-- Begin --

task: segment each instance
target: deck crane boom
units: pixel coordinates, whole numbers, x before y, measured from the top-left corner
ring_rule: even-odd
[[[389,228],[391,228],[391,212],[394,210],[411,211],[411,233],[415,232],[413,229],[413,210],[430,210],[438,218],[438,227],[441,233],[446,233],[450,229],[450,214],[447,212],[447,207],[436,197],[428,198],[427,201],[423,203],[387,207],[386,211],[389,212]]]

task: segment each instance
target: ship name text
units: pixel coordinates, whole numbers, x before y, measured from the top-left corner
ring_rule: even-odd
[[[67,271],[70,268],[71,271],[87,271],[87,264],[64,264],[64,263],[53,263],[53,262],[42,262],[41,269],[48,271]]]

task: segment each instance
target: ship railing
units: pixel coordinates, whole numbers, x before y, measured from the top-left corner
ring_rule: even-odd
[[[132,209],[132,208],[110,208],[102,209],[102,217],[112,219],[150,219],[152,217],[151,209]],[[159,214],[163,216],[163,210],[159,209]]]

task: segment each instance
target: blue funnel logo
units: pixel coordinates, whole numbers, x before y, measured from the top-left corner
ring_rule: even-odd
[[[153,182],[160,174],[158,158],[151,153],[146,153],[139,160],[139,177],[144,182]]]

-- End --

*Your task*.
Quote all of the entries exactly as they appear.

*Correct response*.
task: segment each instance
target: deck crane boom
units: pixel coordinates, whole numbers, x before y, measured from the top-left corner
ring_rule: even-odd
[[[389,228],[391,228],[391,212],[394,210],[411,211],[411,233],[415,232],[413,229],[413,210],[430,210],[438,218],[438,227],[441,233],[446,233],[450,229],[450,214],[447,212],[447,207],[436,197],[428,198],[427,201],[423,203],[387,207],[386,211],[389,212]]]

task: segment each instance
target: ship name text
units: pixel coordinates, whole numbers, x before y, measured from the top-left corner
ring_rule: even-odd
[[[67,271],[70,268],[71,271],[87,271],[87,264],[64,264],[64,263],[53,263],[53,262],[42,262],[41,269],[48,271]]]

task: segment each instance
target: ship railing
units: pixel coordinates, whole numbers, x before y, measured from the top-left corner
ring_rule: even-odd
[[[132,209],[132,208],[110,208],[102,209],[102,217],[112,219],[150,219],[152,217],[151,209]],[[159,214],[163,216],[163,210],[159,209]]]

task: segment each instance
target: blue funnel logo
units: pixel coordinates, whole numbers, x before y, measured from the top-left corner
ring_rule: even-odd
[[[153,182],[160,174],[158,158],[151,153],[146,153],[139,160],[139,177],[144,182]]]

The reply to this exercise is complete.